§ **Source extract**
┏━━
Scott’s real job was to use his distinctive voice and communication skills making radio commercials. This he did from his home studio.  We became fast friends with him, and Peggy enjoyed telling him about her granddaughter who at age eighteen joined the Air Force to qualify for the GI bill.

Scott, LSU graduate, Afghanistan Vet, Tee Shirt Salesman

Scott, Afghanistan Vet, LSU Grad, and Tee Shirt Salesman

We fell in love with Moab, and will return there to spend more time. I’d love to take a Jeep tour of the back country, and to explore Canyonlands National Park on the next visit. Just maybe, I’ll take a raft trip down the mighty Colorado River, solo of course.

Burning Gas-Moab-1

In nineteen seventy-one I went to the Schwinn Bicycle shop in Oak Lawn, Illinois to buy a bike for my wife. It was near Mother’s Day, and the kids (9,8,4) wanted mom to have a bike so she could ride with them. The shop owner was a middle age man who presented himself as an obnoxious oaf. How he survived with that attitude in a business dealing with customers made me wonder if attitude was necessary to succeed. I finally did buy a nice blue bike with narrow tires, hand brakes, and a five speed transmission for Barb. Maybe that is how the guy survived, he was the only game around.

In the course of my conversation with the man, I asked if Schwinn ever intended to make a heavy balloon tired bike with hand brakes and multiple speeds. He replied, “why would anyone want something like that?”  That was the day I invented the mountain bike in the flat state of Illinois. It wasn’t until a few years later that a kid from California cobbled together the bike I envisioned and began a craze that has not slowed down.
┗━━
§ **Complete the following**
- 1) Transcribe the passage starting at "Scott’s real job" and ending at "the GI bill.".
- 2) According to the passage, in what town was the Schwinn Bicycle shop where the author bought a bike in 1971?
The listing that follows plays no part in this work.

§ **Raw data**
┏━━
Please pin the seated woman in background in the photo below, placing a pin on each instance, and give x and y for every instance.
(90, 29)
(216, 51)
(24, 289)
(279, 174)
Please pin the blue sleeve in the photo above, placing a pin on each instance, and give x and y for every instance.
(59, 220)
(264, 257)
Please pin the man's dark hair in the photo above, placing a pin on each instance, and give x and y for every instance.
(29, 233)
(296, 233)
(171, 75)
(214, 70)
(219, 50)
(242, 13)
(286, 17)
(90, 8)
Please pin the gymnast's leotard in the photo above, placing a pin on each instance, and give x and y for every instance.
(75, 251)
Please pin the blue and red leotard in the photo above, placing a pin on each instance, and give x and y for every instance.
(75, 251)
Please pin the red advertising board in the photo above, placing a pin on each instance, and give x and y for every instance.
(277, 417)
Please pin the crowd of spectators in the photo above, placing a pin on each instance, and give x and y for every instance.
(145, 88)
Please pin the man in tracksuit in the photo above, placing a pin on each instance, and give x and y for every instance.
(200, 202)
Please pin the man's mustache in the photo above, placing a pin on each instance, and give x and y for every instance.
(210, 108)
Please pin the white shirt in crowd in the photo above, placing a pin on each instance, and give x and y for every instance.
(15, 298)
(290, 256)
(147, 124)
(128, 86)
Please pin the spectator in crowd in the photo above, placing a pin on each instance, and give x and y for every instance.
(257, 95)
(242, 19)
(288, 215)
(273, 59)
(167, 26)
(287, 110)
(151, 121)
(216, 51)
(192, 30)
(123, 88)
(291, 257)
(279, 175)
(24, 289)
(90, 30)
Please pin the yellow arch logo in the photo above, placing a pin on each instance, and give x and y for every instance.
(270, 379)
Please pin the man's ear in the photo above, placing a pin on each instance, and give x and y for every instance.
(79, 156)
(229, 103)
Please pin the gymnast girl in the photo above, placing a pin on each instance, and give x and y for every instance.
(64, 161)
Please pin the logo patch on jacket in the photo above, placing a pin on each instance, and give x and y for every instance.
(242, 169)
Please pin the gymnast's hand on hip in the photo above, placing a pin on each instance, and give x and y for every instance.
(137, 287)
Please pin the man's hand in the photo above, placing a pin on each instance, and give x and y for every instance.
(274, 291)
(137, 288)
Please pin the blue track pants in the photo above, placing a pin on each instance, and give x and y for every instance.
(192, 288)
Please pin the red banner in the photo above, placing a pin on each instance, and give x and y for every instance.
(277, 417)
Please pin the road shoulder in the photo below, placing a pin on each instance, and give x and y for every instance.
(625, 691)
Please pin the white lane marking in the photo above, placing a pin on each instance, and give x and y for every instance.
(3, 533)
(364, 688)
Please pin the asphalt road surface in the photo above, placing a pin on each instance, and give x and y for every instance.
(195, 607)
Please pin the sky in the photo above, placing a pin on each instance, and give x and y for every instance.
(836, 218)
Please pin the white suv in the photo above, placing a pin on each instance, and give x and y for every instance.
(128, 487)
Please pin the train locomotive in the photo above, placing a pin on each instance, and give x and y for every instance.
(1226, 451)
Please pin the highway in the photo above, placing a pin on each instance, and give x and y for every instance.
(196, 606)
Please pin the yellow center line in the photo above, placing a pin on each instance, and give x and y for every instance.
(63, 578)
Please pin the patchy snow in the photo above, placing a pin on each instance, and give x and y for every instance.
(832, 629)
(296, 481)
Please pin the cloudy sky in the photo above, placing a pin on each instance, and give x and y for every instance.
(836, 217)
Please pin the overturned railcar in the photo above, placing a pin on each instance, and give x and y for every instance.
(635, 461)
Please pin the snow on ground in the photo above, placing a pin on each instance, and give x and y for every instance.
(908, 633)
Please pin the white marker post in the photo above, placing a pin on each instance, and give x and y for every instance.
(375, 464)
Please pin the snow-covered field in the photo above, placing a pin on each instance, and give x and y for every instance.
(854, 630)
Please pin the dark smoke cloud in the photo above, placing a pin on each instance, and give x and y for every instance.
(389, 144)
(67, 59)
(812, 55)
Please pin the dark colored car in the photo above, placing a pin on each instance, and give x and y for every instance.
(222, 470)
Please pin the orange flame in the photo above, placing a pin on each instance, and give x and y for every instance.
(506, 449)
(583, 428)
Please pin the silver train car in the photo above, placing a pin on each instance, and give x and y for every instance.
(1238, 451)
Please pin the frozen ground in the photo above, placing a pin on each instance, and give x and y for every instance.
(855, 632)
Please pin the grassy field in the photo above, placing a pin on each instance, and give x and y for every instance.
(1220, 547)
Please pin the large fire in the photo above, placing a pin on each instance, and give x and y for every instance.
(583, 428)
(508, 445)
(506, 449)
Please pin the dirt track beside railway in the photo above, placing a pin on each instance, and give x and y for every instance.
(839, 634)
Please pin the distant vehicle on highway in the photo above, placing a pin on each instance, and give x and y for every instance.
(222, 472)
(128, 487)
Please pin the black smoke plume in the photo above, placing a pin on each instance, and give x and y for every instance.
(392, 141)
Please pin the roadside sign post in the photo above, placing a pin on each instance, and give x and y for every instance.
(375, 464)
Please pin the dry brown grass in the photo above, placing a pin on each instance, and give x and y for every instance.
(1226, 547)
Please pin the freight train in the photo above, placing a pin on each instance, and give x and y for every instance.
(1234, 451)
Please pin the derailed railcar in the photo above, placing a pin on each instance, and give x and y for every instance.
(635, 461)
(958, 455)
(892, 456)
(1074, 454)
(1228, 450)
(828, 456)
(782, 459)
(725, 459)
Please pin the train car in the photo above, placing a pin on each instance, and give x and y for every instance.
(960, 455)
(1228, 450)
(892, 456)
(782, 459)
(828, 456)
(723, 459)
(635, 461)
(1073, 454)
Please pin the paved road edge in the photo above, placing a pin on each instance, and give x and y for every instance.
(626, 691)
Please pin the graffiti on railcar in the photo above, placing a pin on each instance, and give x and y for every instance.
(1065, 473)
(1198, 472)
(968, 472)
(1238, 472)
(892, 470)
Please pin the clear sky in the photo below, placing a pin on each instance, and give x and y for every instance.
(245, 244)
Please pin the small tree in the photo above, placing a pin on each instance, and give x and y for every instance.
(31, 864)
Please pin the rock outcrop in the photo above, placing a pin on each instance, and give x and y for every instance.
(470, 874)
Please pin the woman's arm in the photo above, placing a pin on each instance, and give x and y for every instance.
┗━━
§ **The answers**
- 1)
Scott’s real job was to use his distinctive voice and communication skills making radio commercials. This he did from his home studio.  We became fast friends with him, and Peggy enjoyed telling him about her granddaughter who at age eighteen joined the Air Force to qualify for the GI bill.

- 2) Oak Lawn, Illinois